Translate this sentence from the book review below into Spanish: "Written in Shourie's signature style (systematic presentation of facts and arguments in lucid prose), the volume works as a necessary reminder of important things in this era of constructed, collective amnesia."
--- START OF Text to read ---
YOU can idolise him as ‘the angry crusader’ or deride him as a ‘paratrooper’ and of ‘lesser breed’, but you can certainly not ignore ‘the commissioner for lost causes’, as Ramnath Goenka admiringly named Arun Shourie. He has proved to be the real ‘game-changer’ of Indian journalism, by redrawing the lines of demarcation between an activist (that too with very clear political preferences) and a journalist.

In the book under review, he revisits his most important journalistic (and, of course, political) feats with some relish and some reflection. Starting from the mid-Seventies to the end of last century, which contributed to the present state of Indian polity and society, the reader sees those important episodes through the author’s gaze.

Written in Shourie’s signature style (systematic presentation of facts and arguments in lucid prose), the volume works as a necessary reminder of important things in this era of constructed, collective amnesia.

Shourie reconstructs the most important episodes of his career here — exposure of the Bhagalpur blindings; selling of tribal women on Madhya Pradesh-Rajasthan border; fund collection scandal at the trusts set up by AR Antulay, the then CM of Maharashtra; Anti-Defamation Bill aimed at curbing press freedom; misuse of institutions, including judiciary; and distrust between the then PM Rajiv Gandhi and President Zail Singh, who even contemplated dismissing the PM and was assured of support from Ramnath Goenka and Vijaya Raje Scindia. Fortunately, better sense prevailed, the author informs us, due to his own and LK Advani’s timely intervention.

The most interesting and educative is the reconstruction of the Bofors issue, which catapulted VP Singh to the top job, but, with Devi Lal as a thorn in the flesh. Shourie does not hide his contempt for either. That there was no love lost between Devi Lal and Shourie is well known, but here we find VP Singh as a man ‘without backbone’, ‘coward, opportunist and believing in nothing’.
--- END OF Text to read ---
--- START OF Raw records ---
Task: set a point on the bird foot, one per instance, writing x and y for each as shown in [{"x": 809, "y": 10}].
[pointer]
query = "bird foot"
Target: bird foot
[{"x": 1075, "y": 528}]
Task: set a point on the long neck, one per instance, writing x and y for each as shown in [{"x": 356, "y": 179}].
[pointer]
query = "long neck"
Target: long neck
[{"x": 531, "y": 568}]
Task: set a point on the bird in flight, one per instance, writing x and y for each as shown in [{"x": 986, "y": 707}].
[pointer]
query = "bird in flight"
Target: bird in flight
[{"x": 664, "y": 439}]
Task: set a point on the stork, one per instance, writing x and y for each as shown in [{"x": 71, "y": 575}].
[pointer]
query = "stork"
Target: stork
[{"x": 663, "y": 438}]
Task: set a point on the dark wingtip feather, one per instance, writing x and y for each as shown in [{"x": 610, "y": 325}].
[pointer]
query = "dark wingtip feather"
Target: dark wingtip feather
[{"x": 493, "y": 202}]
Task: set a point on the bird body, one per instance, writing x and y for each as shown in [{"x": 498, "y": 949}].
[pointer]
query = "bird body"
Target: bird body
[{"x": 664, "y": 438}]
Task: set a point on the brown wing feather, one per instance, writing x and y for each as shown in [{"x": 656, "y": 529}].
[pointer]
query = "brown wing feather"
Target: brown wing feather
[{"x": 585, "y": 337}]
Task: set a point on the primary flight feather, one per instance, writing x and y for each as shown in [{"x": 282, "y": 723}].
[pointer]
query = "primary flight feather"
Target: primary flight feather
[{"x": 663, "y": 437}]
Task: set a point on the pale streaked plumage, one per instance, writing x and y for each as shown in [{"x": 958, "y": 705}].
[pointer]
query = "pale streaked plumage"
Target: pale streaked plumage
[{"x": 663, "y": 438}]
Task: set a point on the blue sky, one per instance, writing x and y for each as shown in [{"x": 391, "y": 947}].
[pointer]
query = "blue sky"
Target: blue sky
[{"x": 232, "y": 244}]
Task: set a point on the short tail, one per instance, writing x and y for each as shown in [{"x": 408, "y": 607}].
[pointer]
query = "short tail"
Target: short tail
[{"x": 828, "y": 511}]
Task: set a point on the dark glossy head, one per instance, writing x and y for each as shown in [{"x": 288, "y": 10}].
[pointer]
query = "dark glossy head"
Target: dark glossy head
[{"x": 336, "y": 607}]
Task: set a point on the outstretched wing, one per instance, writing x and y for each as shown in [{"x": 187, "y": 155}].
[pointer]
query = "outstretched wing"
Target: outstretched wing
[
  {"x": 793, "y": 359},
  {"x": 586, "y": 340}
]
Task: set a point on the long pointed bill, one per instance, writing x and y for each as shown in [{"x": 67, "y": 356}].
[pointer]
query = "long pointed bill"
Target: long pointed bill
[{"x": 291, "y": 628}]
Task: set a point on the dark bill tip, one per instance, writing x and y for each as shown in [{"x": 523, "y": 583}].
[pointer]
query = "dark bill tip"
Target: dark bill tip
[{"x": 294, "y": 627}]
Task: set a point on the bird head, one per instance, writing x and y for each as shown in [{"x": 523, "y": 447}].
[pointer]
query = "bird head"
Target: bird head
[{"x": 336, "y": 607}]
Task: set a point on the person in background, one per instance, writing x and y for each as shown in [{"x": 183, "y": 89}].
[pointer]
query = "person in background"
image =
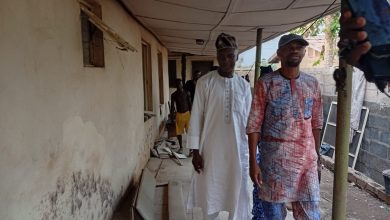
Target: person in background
[
  {"x": 286, "y": 118},
  {"x": 180, "y": 110},
  {"x": 217, "y": 137},
  {"x": 191, "y": 84}
]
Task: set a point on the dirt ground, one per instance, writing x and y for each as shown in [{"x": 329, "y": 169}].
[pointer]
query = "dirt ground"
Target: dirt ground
[{"x": 360, "y": 204}]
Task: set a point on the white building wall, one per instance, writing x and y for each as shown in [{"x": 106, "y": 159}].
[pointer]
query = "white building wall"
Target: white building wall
[{"x": 72, "y": 138}]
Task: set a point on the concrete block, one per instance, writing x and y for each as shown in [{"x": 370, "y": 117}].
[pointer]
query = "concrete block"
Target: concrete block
[
  {"x": 145, "y": 199},
  {"x": 385, "y": 136},
  {"x": 379, "y": 149},
  {"x": 383, "y": 196},
  {"x": 176, "y": 205}
]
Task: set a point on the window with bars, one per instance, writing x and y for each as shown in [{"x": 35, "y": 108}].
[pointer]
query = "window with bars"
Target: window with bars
[{"x": 92, "y": 37}]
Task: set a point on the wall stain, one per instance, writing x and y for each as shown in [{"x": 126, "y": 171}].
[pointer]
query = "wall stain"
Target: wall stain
[{"x": 82, "y": 195}]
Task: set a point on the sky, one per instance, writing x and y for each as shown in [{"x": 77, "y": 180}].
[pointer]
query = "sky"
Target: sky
[{"x": 268, "y": 48}]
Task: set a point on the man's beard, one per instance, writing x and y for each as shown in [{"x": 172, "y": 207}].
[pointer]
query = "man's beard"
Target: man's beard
[{"x": 293, "y": 63}]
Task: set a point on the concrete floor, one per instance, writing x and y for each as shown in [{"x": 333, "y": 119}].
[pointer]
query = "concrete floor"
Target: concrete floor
[{"x": 360, "y": 205}]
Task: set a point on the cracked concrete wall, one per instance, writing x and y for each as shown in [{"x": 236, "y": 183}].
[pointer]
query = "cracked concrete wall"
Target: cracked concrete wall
[{"x": 70, "y": 136}]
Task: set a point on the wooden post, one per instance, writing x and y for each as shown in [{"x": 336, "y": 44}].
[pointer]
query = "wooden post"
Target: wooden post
[{"x": 258, "y": 54}]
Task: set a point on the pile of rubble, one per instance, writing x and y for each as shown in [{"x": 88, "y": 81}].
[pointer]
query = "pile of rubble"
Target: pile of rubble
[{"x": 165, "y": 148}]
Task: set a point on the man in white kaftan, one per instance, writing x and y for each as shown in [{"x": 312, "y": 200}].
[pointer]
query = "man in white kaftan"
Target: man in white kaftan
[{"x": 218, "y": 137}]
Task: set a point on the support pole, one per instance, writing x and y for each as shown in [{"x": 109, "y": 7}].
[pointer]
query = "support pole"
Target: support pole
[
  {"x": 183, "y": 68},
  {"x": 258, "y": 53},
  {"x": 340, "y": 184}
]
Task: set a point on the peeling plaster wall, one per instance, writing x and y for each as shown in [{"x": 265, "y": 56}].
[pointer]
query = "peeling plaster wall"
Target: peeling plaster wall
[{"x": 70, "y": 136}]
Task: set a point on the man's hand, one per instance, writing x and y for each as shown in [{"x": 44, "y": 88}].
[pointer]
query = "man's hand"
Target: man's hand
[
  {"x": 197, "y": 161},
  {"x": 351, "y": 30},
  {"x": 255, "y": 173}
]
--- END OF Raw records ---
> Written response
Escrito con el estilo característico de Shourie (presentación sistemática de hechos y argumentos en una prosa lúcida), el volumen funciona como un recordatorio necesario de cosas importantes en esta era de amnesia colectiva construida.